Exercise aim → Starting at the line that has "Shelf-audit tool: tag the gravel", rewrite every line through the last one, requests included. Multiply each coordinate in the answers by 0.35 and round to whole numbers, with halves going up.

[Dataset rows showing where objects appear]
□ □ □ □ □ □ □
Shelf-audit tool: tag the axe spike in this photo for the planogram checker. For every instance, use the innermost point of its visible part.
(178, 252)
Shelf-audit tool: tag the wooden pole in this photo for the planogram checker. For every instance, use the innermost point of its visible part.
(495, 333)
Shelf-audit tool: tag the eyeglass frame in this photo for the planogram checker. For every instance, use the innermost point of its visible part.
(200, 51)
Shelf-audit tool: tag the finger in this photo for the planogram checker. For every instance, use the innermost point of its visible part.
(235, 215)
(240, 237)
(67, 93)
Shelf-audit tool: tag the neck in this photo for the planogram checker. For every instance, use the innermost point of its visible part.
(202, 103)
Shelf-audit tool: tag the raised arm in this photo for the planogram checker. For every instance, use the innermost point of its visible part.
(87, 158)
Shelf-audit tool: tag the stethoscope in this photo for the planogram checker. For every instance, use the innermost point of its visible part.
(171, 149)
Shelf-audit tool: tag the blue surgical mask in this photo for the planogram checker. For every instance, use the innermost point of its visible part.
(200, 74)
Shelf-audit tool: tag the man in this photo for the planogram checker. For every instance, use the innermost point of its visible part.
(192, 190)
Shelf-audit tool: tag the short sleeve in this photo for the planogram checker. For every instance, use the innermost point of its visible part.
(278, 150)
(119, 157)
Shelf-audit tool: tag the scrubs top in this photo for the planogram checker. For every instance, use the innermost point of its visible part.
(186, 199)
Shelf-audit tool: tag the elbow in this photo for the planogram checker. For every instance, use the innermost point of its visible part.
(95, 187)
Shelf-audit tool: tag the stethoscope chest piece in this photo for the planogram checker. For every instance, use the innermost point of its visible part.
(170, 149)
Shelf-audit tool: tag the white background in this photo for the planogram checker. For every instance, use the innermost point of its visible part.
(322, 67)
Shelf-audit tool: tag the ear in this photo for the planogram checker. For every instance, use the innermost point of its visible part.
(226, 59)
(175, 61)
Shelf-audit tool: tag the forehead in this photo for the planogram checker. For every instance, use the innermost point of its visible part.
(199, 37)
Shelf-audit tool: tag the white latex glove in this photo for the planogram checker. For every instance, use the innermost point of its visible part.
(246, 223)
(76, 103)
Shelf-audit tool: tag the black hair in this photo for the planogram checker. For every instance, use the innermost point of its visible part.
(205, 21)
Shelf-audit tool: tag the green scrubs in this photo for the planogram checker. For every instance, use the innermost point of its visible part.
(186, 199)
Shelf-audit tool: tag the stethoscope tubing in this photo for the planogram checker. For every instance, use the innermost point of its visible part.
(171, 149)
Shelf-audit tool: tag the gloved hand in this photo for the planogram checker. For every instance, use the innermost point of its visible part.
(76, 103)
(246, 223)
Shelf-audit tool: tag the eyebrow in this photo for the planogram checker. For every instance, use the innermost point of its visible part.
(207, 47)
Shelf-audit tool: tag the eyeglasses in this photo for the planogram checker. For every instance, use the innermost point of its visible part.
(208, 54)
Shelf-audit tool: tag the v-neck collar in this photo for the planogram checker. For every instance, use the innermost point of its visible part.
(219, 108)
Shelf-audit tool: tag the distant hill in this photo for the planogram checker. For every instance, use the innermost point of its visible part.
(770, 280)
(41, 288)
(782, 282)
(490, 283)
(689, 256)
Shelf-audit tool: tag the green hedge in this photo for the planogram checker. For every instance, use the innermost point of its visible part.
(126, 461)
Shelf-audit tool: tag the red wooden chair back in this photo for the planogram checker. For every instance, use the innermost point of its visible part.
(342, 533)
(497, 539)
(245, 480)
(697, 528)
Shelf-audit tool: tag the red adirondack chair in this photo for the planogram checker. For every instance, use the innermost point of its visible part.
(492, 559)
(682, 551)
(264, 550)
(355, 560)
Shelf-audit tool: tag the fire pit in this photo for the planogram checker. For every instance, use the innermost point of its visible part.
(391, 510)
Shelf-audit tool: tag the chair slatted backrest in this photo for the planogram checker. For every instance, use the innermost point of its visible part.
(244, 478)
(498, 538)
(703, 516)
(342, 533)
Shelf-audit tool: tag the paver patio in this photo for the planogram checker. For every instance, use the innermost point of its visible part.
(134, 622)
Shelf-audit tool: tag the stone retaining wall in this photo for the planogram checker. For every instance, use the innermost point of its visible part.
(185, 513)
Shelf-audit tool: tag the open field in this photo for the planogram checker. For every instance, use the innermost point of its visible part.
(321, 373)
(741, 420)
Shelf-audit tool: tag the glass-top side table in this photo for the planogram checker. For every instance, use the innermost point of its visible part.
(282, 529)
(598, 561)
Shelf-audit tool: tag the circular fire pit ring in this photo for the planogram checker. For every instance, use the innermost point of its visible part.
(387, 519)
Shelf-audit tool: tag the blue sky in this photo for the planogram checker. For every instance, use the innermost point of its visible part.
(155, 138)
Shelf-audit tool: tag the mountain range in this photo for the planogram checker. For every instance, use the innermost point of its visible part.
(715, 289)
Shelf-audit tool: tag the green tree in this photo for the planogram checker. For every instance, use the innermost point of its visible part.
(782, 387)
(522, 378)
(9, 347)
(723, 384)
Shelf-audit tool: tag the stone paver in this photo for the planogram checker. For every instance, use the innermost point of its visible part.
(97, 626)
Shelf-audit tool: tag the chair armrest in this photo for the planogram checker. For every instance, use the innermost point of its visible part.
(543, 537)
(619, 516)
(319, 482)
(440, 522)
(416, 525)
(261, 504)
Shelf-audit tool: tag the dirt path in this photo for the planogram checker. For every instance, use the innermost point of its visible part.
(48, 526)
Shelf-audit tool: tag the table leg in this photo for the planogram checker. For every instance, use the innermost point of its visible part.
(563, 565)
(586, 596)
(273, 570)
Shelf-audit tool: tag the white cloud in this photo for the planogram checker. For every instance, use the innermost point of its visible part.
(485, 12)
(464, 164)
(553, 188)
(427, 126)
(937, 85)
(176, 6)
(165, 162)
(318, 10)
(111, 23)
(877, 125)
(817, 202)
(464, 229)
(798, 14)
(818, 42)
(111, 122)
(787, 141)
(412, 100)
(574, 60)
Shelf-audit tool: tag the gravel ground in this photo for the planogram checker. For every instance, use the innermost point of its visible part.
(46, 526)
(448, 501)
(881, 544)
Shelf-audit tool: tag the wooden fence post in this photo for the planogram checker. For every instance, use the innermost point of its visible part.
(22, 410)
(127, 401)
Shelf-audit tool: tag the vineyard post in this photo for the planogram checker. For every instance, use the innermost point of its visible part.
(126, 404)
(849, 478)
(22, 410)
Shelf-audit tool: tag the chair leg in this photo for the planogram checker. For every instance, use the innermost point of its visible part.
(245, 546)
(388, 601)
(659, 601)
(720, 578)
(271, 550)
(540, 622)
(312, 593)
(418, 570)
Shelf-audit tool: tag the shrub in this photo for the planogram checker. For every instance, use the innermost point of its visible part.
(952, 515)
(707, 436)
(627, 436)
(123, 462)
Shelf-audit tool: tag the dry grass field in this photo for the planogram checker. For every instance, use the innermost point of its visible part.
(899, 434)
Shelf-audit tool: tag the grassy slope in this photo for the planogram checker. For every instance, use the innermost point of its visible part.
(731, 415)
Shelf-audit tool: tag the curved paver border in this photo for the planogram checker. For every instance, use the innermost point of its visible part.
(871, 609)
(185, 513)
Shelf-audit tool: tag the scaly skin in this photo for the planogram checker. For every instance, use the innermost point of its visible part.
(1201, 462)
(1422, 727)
□ □ □ □ □ □ □
Final result →
Shelf-audit tool: tag the gravel ground in this photo for the planogram checker. For every instance, use the innermost point of its visible part.
(16, 184)
(157, 175)
(308, 190)
Shelf-audit tool: tag the wooden fence post in this photo for the planogram checker. For every instance, use the innermost point of its visible part.
(8, 144)
(44, 140)
Shelf-audit tool: tag the vineyard post in this photo for the planogram checker. For every instance, use the innermost point of its visible part.
(44, 141)
(297, 167)
(8, 144)
Shelf-audit tool: tag the chair leg in this photo for the planogram checker. For every instance, use the innermost point of its visible part.
(86, 191)
(136, 210)
(231, 210)
(252, 202)
(95, 193)
(189, 218)
(109, 208)
(146, 200)
Shelf-audit tool: tag the shrub in this photo for the planogram checker. For every instance, use the innermost point of its visible part.
(333, 180)
(247, 153)
(219, 153)
(43, 162)
Shelf-audit tool: tag the dry grass field in this photo for the planogram checker. For every instance, use the innermost point of its visible part.
(315, 152)
Shelf-audit tool: tag the grassy slope in this photo for the planogram checker. For every instance, use the innermost point of its visible part.
(256, 145)
Shelf-audit tool: tag the curved paver border in this photo for the planogram checker. For every instance, use the innermost point of its visible part.
(305, 213)
(65, 180)
Shelf-audit tool: tag the scaly skin in this photo for the planogram checker. For every instance, use the innermost point of its visible part.
(420, 162)
(498, 254)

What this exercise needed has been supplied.